Filter the lines below, copying only those with the string "blue".
######
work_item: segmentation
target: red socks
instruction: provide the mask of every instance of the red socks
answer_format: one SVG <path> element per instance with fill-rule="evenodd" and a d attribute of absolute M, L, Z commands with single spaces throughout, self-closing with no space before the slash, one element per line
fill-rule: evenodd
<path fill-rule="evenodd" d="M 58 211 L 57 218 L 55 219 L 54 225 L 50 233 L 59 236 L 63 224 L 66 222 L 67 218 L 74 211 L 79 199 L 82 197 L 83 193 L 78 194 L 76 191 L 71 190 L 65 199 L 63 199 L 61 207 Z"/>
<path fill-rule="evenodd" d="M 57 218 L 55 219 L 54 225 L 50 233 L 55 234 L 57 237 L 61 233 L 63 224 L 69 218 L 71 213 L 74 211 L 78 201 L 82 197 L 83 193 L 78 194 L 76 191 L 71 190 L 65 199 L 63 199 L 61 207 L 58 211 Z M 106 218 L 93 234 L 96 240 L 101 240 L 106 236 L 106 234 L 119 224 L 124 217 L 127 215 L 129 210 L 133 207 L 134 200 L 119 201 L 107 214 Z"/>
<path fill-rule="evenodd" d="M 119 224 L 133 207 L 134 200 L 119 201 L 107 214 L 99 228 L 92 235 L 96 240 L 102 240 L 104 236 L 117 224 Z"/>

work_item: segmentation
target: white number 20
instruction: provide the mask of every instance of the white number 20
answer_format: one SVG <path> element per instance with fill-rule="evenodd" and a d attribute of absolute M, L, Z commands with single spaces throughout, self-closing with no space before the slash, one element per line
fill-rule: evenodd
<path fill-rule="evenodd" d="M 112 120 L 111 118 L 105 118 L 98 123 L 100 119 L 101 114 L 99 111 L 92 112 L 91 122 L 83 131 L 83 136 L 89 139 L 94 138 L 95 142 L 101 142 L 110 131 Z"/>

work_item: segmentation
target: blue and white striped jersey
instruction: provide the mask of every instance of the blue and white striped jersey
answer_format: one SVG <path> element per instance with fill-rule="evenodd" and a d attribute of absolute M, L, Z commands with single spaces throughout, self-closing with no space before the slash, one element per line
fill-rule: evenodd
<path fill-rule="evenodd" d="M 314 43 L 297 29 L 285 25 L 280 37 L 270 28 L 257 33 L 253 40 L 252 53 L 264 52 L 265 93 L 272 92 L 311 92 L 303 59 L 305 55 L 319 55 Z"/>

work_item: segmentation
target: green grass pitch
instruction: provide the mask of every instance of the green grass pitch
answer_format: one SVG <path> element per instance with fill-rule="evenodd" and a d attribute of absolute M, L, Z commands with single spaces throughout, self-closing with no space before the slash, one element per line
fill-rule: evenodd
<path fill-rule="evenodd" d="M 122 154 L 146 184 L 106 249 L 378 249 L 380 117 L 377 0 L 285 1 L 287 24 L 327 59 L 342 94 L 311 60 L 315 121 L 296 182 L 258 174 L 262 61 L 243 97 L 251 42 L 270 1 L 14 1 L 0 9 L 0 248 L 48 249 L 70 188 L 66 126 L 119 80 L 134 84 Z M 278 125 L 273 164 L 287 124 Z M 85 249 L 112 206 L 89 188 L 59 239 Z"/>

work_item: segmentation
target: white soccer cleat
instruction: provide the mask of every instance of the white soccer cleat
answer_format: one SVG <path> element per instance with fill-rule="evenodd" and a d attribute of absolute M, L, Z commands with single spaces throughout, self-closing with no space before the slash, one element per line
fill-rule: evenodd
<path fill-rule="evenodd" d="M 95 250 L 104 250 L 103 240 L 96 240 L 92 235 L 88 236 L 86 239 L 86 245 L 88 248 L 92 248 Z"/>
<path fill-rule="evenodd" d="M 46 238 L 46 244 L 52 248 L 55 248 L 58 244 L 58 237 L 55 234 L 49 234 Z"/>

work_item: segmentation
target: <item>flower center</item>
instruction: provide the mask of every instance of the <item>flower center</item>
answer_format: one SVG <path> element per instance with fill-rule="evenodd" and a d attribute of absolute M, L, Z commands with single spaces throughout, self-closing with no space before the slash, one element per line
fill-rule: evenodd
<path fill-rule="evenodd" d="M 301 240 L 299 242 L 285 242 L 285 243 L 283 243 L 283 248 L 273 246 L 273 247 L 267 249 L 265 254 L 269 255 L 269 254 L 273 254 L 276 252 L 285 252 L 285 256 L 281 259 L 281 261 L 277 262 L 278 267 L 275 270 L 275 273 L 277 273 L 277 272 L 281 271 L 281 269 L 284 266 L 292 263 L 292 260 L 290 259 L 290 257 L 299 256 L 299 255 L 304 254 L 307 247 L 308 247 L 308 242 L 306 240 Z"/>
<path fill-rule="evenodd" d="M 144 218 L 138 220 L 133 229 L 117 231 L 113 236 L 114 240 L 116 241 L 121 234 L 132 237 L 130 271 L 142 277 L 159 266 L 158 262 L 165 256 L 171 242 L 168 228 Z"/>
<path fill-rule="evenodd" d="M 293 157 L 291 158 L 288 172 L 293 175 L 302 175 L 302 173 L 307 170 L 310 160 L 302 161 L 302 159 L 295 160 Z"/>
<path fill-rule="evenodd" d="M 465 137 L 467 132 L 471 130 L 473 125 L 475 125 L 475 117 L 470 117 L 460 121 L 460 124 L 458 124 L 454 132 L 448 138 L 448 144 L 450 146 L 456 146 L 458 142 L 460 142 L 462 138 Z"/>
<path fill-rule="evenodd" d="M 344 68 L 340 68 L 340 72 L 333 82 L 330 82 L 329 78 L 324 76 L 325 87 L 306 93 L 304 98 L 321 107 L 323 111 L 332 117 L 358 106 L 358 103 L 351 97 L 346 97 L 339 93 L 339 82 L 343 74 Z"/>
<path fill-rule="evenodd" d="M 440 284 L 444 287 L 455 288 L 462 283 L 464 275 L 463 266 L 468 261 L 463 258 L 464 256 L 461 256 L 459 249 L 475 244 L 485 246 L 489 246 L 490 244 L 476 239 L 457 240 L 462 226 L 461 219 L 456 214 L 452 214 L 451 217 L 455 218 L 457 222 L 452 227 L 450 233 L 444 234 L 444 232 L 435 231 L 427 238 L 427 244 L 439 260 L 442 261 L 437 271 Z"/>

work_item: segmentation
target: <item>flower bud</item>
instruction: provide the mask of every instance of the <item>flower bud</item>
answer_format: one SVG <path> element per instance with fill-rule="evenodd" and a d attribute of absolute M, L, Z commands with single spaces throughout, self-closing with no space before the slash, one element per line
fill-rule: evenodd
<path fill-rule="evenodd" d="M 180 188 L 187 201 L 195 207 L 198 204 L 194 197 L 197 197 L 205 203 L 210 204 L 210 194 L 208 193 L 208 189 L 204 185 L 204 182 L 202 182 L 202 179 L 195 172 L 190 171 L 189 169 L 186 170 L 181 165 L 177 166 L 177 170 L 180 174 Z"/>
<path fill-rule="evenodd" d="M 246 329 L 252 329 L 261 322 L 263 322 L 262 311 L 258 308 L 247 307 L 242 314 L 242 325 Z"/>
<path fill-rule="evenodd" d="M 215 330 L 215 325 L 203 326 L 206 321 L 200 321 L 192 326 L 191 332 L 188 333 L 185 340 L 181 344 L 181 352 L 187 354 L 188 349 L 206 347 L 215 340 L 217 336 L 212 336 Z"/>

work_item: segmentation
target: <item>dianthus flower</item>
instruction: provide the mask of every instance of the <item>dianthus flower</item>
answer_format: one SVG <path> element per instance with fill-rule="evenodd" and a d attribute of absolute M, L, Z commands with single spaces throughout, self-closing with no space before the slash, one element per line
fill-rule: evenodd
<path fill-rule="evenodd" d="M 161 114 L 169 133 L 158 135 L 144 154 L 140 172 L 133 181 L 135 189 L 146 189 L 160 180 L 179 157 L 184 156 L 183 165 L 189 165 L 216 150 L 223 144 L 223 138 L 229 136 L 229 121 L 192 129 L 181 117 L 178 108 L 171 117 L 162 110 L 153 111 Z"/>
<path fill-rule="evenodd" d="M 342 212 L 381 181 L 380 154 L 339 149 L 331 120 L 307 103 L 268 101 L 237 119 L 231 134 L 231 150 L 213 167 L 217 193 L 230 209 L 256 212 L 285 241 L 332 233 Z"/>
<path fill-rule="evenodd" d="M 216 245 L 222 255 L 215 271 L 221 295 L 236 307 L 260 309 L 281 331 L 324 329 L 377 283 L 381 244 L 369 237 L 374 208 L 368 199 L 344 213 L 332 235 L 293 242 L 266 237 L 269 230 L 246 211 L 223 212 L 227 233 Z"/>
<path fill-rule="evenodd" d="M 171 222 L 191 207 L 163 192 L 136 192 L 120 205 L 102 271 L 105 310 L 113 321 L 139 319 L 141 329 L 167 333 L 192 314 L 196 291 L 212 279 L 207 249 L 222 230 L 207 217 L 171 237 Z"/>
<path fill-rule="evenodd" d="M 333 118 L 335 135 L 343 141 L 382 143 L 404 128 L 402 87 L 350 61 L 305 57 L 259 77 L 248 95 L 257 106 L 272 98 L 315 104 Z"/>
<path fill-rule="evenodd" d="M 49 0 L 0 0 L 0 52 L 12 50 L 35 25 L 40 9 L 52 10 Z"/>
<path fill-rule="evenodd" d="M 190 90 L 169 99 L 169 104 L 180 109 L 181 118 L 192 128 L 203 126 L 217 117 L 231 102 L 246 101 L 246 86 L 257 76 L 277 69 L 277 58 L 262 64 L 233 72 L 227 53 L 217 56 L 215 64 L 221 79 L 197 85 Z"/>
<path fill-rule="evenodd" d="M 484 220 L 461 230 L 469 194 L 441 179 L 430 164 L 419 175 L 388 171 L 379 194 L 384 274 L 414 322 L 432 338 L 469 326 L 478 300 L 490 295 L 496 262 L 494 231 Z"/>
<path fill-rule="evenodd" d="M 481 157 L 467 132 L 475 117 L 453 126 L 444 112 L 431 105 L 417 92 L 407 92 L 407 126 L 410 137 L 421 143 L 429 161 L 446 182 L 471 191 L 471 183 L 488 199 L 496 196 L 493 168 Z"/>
######
> **Written answer**:
target: blue and white striped jersey
instruction: provide the mask of every instance of the blue and white striped jersey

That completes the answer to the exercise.